**What you should do**
Extract every line below that contains the string "floor" and copy each one in full. Matching is case-sensitive.

**Material for this task**
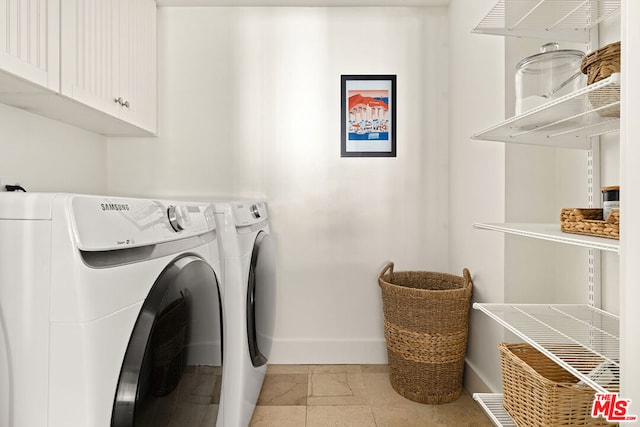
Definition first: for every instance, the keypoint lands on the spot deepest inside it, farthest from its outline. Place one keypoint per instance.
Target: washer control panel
(101, 223)
(176, 217)
(249, 212)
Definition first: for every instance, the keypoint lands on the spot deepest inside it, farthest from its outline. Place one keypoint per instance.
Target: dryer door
(261, 299)
(173, 363)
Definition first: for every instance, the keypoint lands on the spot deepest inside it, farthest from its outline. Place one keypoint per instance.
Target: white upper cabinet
(138, 62)
(108, 57)
(88, 63)
(29, 44)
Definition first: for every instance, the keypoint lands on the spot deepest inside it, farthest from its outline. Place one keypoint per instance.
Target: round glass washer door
(261, 299)
(172, 368)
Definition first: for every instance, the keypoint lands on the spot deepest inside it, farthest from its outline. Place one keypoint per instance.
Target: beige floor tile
(287, 369)
(340, 416)
(336, 385)
(334, 369)
(279, 416)
(284, 390)
(464, 412)
(380, 392)
(374, 369)
(404, 416)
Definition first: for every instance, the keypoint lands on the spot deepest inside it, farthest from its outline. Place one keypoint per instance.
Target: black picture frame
(368, 115)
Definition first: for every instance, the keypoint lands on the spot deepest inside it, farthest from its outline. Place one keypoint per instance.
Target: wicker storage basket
(589, 221)
(599, 65)
(539, 393)
(426, 318)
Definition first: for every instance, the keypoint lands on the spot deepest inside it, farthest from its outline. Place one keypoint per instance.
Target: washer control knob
(176, 218)
(255, 212)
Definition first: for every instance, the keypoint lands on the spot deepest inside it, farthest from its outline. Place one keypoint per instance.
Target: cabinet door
(29, 42)
(89, 53)
(138, 70)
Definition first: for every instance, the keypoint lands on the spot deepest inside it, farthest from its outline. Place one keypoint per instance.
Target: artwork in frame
(368, 109)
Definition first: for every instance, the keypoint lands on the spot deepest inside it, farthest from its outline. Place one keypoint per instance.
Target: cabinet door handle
(121, 101)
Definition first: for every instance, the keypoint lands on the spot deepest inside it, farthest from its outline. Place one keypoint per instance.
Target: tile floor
(351, 396)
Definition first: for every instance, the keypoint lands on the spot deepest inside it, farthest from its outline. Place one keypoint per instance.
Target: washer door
(173, 363)
(261, 299)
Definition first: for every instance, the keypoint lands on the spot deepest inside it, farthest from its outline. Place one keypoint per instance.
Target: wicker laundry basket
(426, 319)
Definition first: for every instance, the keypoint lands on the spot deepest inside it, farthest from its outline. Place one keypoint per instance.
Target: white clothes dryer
(249, 298)
(110, 312)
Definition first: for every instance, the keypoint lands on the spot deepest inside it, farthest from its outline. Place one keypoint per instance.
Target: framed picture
(368, 109)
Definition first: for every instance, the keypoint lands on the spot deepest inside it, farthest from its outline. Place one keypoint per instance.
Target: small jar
(610, 200)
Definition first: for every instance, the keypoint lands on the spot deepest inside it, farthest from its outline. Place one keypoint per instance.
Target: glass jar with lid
(548, 75)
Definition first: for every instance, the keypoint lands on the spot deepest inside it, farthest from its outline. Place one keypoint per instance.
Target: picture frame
(368, 115)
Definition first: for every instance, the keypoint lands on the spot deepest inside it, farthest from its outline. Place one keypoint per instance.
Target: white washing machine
(110, 312)
(249, 298)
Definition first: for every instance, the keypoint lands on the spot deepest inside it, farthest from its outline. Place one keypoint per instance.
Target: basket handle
(389, 266)
(466, 274)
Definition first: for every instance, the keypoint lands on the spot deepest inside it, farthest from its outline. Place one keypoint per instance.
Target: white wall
(476, 177)
(45, 155)
(250, 106)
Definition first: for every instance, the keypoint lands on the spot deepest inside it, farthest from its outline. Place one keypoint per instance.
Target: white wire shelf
(491, 403)
(569, 121)
(552, 233)
(567, 20)
(582, 339)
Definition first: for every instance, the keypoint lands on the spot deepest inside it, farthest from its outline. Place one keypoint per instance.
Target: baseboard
(474, 382)
(320, 352)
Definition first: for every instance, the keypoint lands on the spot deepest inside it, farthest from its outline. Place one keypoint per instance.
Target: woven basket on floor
(599, 65)
(426, 318)
(539, 393)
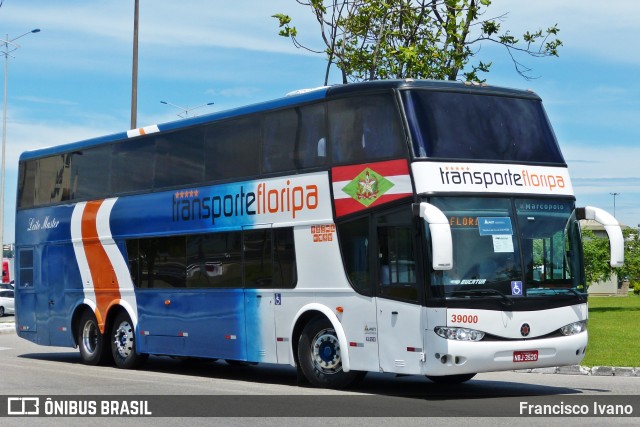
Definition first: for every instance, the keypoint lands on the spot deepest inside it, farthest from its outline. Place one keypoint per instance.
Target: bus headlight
(574, 328)
(459, 334)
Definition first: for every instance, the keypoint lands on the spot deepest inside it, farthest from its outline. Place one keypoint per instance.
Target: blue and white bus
(413, 227)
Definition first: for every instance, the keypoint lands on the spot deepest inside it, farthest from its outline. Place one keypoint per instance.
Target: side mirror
(441, 240)
(611, 226)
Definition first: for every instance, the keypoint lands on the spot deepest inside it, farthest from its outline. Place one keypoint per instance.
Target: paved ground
(7, 326)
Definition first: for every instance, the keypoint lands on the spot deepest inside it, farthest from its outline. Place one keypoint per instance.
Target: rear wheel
(123, 343)
(91, 341)
(320, 357)
(451, 379)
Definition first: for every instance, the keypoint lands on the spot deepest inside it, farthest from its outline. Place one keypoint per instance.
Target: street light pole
(614, 203)
(9, 46)
(185, 110)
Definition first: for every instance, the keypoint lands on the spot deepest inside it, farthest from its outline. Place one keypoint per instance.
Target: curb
(596, 371)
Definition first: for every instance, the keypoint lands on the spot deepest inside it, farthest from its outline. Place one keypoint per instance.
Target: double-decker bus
(413, 227)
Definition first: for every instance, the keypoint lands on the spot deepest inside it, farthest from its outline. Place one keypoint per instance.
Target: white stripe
(401, 185)
(78, 249)
(118, 263)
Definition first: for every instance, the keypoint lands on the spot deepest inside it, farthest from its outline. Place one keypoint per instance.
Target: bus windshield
(479, 126)
(491, 259)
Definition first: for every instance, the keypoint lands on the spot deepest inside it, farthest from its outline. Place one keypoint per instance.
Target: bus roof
(294, 98)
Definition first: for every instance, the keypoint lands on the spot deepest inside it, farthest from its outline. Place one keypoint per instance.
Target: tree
(436, 39)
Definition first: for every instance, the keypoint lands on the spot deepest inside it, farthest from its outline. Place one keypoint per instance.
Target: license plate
(525, 356)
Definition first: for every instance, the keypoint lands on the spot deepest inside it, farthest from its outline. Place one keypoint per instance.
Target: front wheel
(451, 379)
(123, 343)
(320, 357)
(91, 342)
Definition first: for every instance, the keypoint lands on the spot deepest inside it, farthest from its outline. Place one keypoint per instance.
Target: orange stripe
(104, 279)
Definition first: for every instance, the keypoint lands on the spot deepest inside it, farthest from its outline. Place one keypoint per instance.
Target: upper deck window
(452, 125)
(364, 129)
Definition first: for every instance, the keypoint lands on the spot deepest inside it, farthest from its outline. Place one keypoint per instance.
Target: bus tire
(91, 342)
(320, 357)
(450, 379)
(123, 343)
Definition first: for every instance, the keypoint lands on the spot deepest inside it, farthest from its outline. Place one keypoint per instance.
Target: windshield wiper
(483, 292)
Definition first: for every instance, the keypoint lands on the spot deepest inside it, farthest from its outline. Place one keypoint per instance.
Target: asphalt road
(270, 395)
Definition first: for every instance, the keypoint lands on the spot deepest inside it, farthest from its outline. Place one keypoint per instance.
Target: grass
(614, 331)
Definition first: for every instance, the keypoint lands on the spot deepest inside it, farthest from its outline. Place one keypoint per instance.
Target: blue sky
(72, 81)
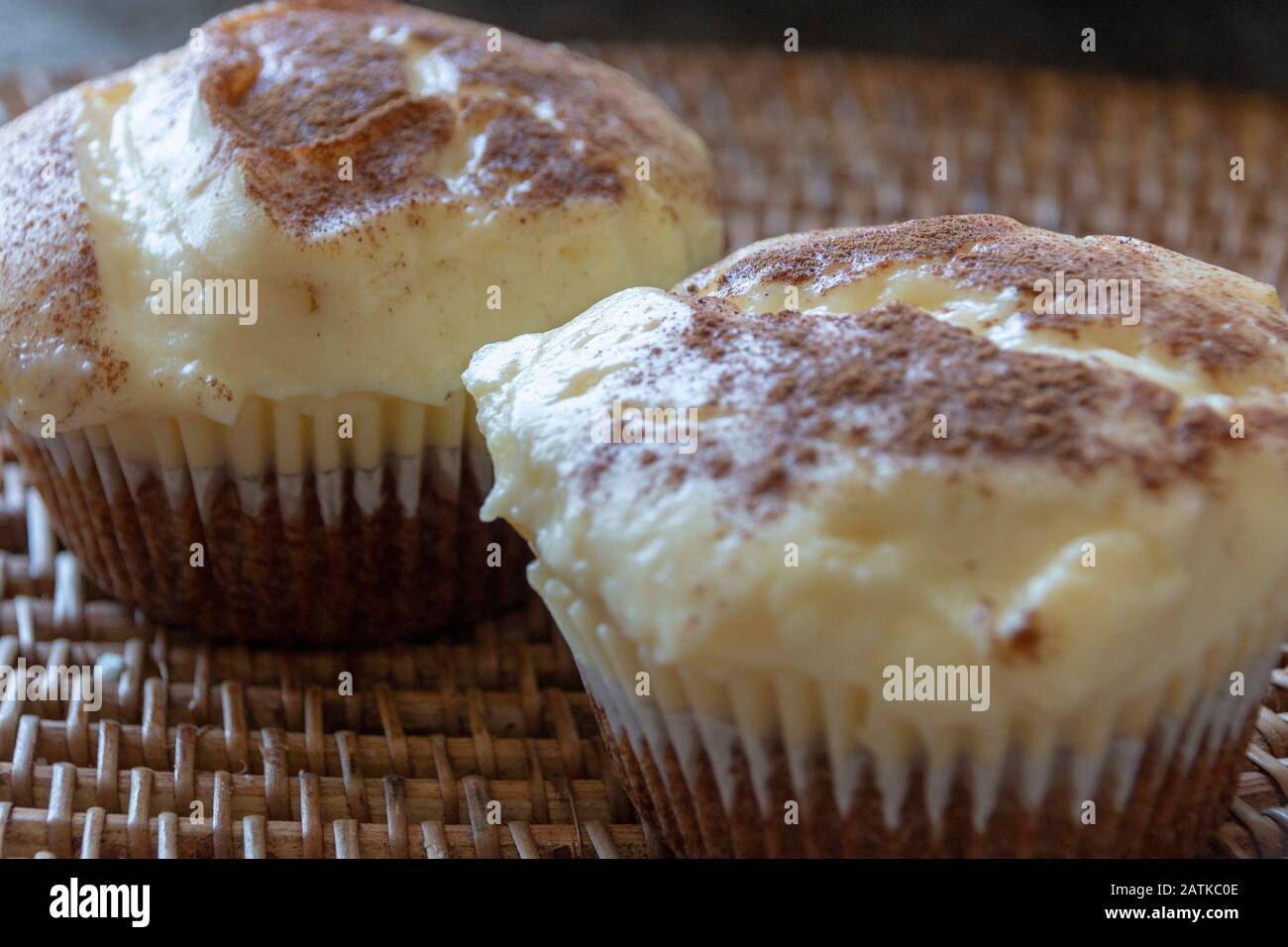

**Exercise answer**
Target: beige floor tile
Target: tile floor
Target: woven basket on floor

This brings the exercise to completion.